__Assignment__. Nothing but the text belongs in the answer: the listing below, copied exactly, without pictures.

__Material for this task__.

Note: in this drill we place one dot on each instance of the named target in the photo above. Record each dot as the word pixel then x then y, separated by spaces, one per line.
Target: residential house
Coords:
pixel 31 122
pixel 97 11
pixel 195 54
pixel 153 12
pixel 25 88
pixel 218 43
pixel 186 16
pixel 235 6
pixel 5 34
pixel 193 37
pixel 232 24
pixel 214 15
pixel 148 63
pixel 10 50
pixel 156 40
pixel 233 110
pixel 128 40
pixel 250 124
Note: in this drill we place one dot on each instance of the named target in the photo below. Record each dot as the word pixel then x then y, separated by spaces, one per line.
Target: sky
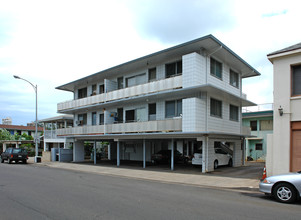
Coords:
pixel 50 43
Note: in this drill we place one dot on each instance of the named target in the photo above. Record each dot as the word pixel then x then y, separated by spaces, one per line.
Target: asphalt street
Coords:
pixel 37 192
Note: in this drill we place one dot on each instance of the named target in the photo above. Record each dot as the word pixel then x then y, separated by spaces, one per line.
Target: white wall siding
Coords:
pixel 193 70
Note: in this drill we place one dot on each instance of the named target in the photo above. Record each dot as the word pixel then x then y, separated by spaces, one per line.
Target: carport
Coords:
pixel 143 152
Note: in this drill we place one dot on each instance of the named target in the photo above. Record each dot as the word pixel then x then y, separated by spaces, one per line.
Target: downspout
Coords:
pixel 206 118
pixel 206 74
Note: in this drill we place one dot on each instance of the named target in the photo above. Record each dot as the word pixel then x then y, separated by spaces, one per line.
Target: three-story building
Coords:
pixel 186 98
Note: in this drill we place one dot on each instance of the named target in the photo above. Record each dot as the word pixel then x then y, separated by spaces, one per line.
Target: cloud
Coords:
pixel 174 21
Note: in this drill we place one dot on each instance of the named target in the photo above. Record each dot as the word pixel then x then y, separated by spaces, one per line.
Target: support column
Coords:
pixel 205 155
pixel 118 153
pixel 78 151
pixel 45 146
pixel 94 147
pixel 187 148
pixel 109 151
pixel 172 155
pixel 144 153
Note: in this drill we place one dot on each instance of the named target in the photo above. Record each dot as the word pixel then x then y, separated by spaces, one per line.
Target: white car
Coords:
pixel 221 158
pixel 285 188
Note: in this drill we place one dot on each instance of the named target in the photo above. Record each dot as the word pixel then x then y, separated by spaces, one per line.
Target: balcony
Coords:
pixel 51 134
pixel 147 88
pixel 168 125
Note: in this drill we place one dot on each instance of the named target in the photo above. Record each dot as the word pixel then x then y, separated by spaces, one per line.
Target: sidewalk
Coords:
pixel 201 180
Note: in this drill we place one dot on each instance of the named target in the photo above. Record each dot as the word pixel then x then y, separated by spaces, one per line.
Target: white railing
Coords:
pixel 258 108
pixel 168 125
pixel 246 131
pixel 50 134
pixel 147 88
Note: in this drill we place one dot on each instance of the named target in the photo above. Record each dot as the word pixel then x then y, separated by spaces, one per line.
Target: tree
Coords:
pixel 5 135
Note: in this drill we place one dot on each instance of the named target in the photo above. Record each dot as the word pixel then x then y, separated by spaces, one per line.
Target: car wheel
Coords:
pixel 215 164
pixel 285 193
pixel 230 164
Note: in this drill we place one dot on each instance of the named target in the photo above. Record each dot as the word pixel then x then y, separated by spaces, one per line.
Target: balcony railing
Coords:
pixel 147 88
pixel 48 134
pixel 169 125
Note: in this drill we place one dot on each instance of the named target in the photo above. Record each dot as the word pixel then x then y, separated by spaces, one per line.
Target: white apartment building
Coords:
pixel 284 146
pixel 184 98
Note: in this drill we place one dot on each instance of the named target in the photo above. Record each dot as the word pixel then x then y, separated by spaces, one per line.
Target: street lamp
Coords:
pixel 35 87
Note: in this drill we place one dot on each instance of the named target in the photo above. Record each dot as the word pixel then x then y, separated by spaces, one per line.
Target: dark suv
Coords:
pixel 14 154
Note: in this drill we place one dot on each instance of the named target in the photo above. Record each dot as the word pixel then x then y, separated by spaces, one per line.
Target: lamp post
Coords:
pixel 35 87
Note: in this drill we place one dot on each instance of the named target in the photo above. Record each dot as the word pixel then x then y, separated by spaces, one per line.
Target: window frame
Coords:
pixel 230 80
pixel 94 118
pixel 178 108
pixel 214 113
pixel 230 111
pixel 178 69
pixel 259 144
pixel 293 81
pixel 84 119
pixel 213 63
pixel 252 125
pixel 152 74
pixel 82 93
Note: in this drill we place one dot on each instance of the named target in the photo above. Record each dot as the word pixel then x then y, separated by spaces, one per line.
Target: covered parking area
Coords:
pixel 141 147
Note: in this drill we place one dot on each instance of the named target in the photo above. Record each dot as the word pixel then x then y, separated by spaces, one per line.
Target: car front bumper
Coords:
pixel 265 187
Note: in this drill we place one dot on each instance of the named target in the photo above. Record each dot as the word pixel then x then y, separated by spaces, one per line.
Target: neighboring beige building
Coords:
pixel 284 146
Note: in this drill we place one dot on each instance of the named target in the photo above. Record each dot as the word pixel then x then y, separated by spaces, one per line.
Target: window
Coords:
pixel 152 112
pixel 234 79
pixel 82 119
pixel 120 115
pixel 173 108
pixel 130 116
pixel 94 89
pixel 173 69
pixel 266 125
pixel 101 119
pixel 258 146
pixel 296 80
pixel 101 89
pixel 253 125
pixel 152 74
pixel 215 108
pixel 216 68
pixel 82 93
pixel 233 113
pixel 136 80
pixel 93 118
pixel 120 82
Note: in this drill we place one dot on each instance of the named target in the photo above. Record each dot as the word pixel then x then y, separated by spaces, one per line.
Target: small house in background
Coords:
pixel 261 124
pixel 20 130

__Response to this exercise__.
Note: in this drill we place one dot on each instance of the named target in the photo above. Record each dot as the word pixel then x then y, separated by spaces, one per line.
Target: residential house
Coords:
pixel 31 122
pixel 97 11
pixel 195 54
pixel 153 12
pixel 25 88
pixel 218 43
pixel 186 16
pixel 235 6
pixel 5 34
pixel 193 37
pixel 232 24
pixel 214 15
pixel 148 63
pixel 10 50
pixel 156 40
pixel 233 110
pixel 128 40
pixel 250 124
Note: in this drill we place one dot on each instance of the named target in the photo below. Record each dot as the word pixel then x then y, separated by spaces, one per line.
Target: sky
Coords:
pixel 50 43
Note: in this drill we place one dot on each instance of the named target in the photo above. Record each dot as the word pixel then x then y, separated by spaces, one per line.
Target: asphalt street
Coords:
pixel 37 192
Note: in this drill we place one dot on each instance of the named target in the photo above. Record each dot as the word pixel then x then y, separated by spaces, one per line.
Target: white wall siding
Coords:
pixel 193 70
Note: in this drill we place one dot on each instance of the named target in the photo above. Record each dot as the word pixel then x then y, separated by spaces, one per line.
Target: carport
Coords:
pixel 143 152
Note: in this drill we place one dot on each instance of the named target in the photo above. Record each dot as the word pixel then x then y, separated by spaces, one per line.
Target: downspout
Coords:
pixel 206 118
pixel 206 74
Note: in this drill we place one dot on each instance of the named target in the photo above. Record each dot as the word pixel then x then y, separated by spaces, one per line.
Target: three-story building
Coords:
pixel 186 98
Note: in this drill we place one dot on each instance of the named target in the photo above. Record each dot as the word pixel then x then y, separated by spaces, one per line.
Target: cloud
Coords:
pixel 174 21
Note: in this drill we place one dot on each instance of the named target in the photo above. Record each dot as the word pixel then x then y, separated by spaces, one per line.
Target: support column
Coords:
pixel 205 155
pixel 118 153
pixel 78 151
pixel 45 146
pixel 94 147
pixel 187 148
pixel 109 151
pixel 172 155
pixel 144 153
Note: in this drill we place one dot on each instance of the named target in the photo above. Record each dot as the word pixel then x then y, separated by spaces, one per line.
Target: white car
Coords:
pixel 221 158
pixel 285 188
Note: in this drill we place one dot on each instance of the named target in the photo above. Record each dot as the word pixel then x then y, separated by spaces, one per line.
Target: balcony
Coords:
pixel 51 134
pixel 147 88
pixel 168 125
Note: in this drill we place one dot on each instance of the named target in the photo above. Record each dot as the word pixel then x then y, separated by spaces, one per line.
Target: sidewalk
Coords:
pixel 201 180
Note: in this drill we place one dot on each instance of the named target in the photo above. Record each dot as the word pixel then x then y, separated by spaces, one per line.
Target: white railing
Coords:
pixel 258 108
pixel 168 125
pixel 246 131
pixel 50 134
pixel 147 88
Note: in this drill we place one dot on each instance of the named target in the photo above. Record each dot as the word pixel then x then y, separated by spaces, one per line.
Target: tree
Coords:
pixel 5 135
Note: in this drill we place one dot on each instance of the named target in the photo above. Record each dot as the word pixel then x then y, separated by spaces, one per line.
Target: car wheel
Coords:
pixel 215 164
pixel 285 193
pixel 230 164
Note: in this drill we place one dot on each instance of the named target in the photo above. Record each dot as the word pixel then x then y, separated by spaces, one per line.
Target: balcony railing
Coords:
pixel 147 88
pixel 48 134
pixel 169 125
Note: in this drill we place one dot on each instance of the named target in the photo above. Record each dot as the word pixel then x then y, separated by spaces, one per line.
Target: white apartment building
Coords:
pixel 284 146
pixel 184 98
Note: in this drill we place one dot on each instance of the named target in the photo above. Record each dot as the word pixel then x then y, separated by spaces, one per line.
Target: street lamp
Coords:
pixel 35 87
Note: in this drill we place one dot on each instance of the named target in the photo above. Record each dot as the word pixel then x then y, separated by spaces, one per line.
Target: dark suv
Coords:
pixel 14 154
Note: in this drill we place one dot on each instance of the named target in the photo above. Record each dot as the word pixel then x then y, separated by spaces, one per line.
Target: lamp post
Coords:
pixel 35 87
Note: in this drill we place one dot on each instance of the named target in the photo above. Record each dot as the word pixel then x then y, separated by spaces, one per line.
Target: window frame
Coords:
pixel 230 80
pixel 94 118
pixel 178 108
pixel 214 113
pixel 230 111
pixel 178 69
pixel 259 144
pixel 293 81
pixel 84 119
pixel 213 63
pixel 252 125
pixel 152 74
pixel 82 93
Note: in this drill we place one dot on each instance of the named target in the photo above. Record each dot as the word pixel then x then y, separated by spaces, one per line.
Target: covered parking area
Coords:
pixel 141 147
Note: in this drill we place one dot on each instance of the named target in the photo above. Record each dot as the word pixel then x then y, separated by spaces, one per line.
Target: car front bumper
Coords:
pixel 265 187
Note: in this drill we place one dot on each instance of the named target in the photo above. Record each dot as the word pixel then x then y, separated by spaces, one per line.
Target: neighboring beige building
Coords:
pixel 284 146
Note: in this drill we place one dot on each instance of the named target in the photo above. Record each dot as the word pixel then x then y, separated by spaces, one per line.
Target: window
Coords:
pixel 152 112
pixel 234 79
pixel 82 119
pixel 120 115
pixel 173 108
pixel 130 116
pixel 94 89
pixel 173 69
pixel 266 125
pixel 101 119
pixel 258 146
pixel 296 80
pixel 101 89
pixel 253 125
pixel 152 74
pixel 215 108
pixel 216 68
pixel 82 93
pixel 233 113
pixel 136 80
pixel 93 118
pixel 120 82
Note: in this drill we place one dot on each instance of the named target in the photo above. Record each dot as the word pixel then x then y, separated by spaces, one per line.
Target: small house in background
Coords:
pixel 261 124
pixel 20 130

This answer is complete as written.